### TEXTE
Une femme, c’est ainsi toujours “ la mère de ”, “ la femme de ” ou encore “ la soeur de ".
Chez le médecin, par exemple, on lui prescrit des médicaments sous le nom du mari afin d’éviter de lui demander le sien.
Lorsqu’elle se marie, on met en avant les noms de son père et du fiancé sur les cartons d’invitation.
Sur les tombeaux, on grave son statut familial et non pas le nom qu’elle porte depuis sa naissance. Car interpeller une femme en public en utilisant ce marqueur identitaire fondamental est considéré comme un affront à l’honneur de sa famille.
Ces pratiques s’inscrivent dans la société patriarcale afghane où l’on accorde peu d’importance à l’individualité des femmes. Mais les choses commencent à bouger. Depuis quelques semaines, comme l’a raconté le " New York Times ", une campagne réclamant l’usage des noms de femmes dans l’arène publique fait le tour des réseaux sociaux.
" #WhereIsMyName "

### CONSIGNE 1
Relevez les trois formules par lesquelles, selon le texte sur les noms des femmes afghanes, on désigne une femme.
### CONSIGNE 2
D'après le texte sur les noms des femmes afghanes, quel journal a rapporté la campagne réclamant l'usage des noms de femmes dans l'arène publique ?

### DONNÉES FOURNIES
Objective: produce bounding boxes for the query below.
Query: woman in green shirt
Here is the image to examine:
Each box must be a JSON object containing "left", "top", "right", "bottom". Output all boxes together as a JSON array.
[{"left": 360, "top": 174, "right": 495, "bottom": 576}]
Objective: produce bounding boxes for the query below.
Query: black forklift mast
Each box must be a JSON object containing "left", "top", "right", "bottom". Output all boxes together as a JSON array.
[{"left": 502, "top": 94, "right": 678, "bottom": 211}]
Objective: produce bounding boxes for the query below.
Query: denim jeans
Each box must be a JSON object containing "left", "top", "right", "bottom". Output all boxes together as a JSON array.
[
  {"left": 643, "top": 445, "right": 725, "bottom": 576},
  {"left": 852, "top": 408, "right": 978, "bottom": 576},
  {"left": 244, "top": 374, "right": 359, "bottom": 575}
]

...

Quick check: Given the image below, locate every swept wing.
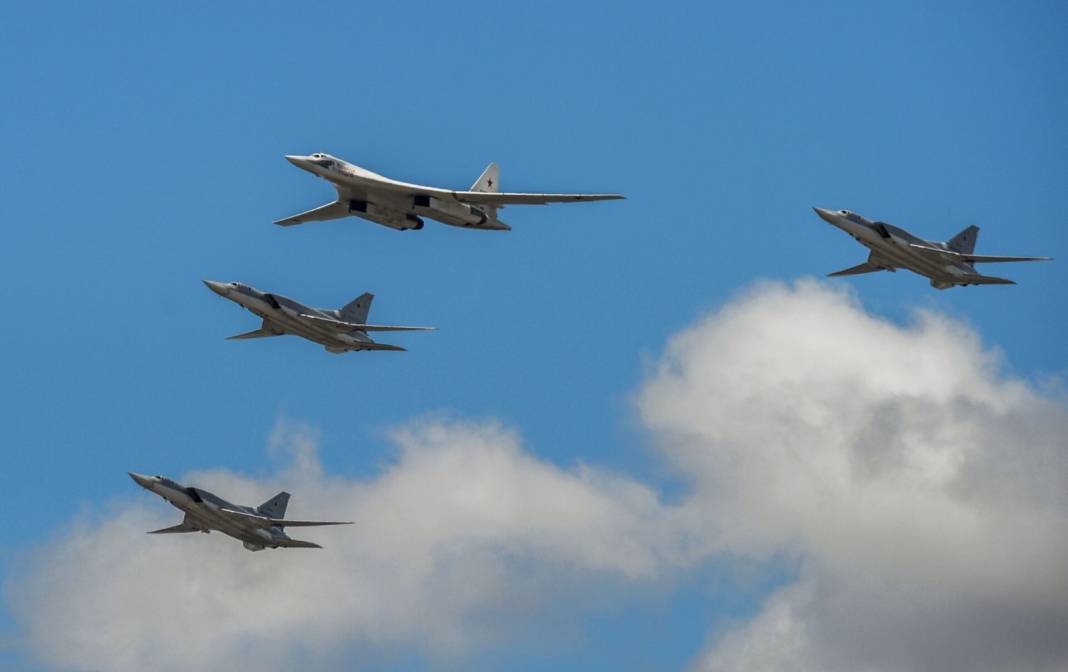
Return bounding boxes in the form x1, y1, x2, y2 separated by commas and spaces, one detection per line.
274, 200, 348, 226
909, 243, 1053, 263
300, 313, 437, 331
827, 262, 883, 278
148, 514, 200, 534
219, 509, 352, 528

### RÉSULTAT ATTENDU 1
« la mère de »
« la femme de »
« la soeur de »

### RÉSULTAT ATTENDU 2
Le « New York Times ».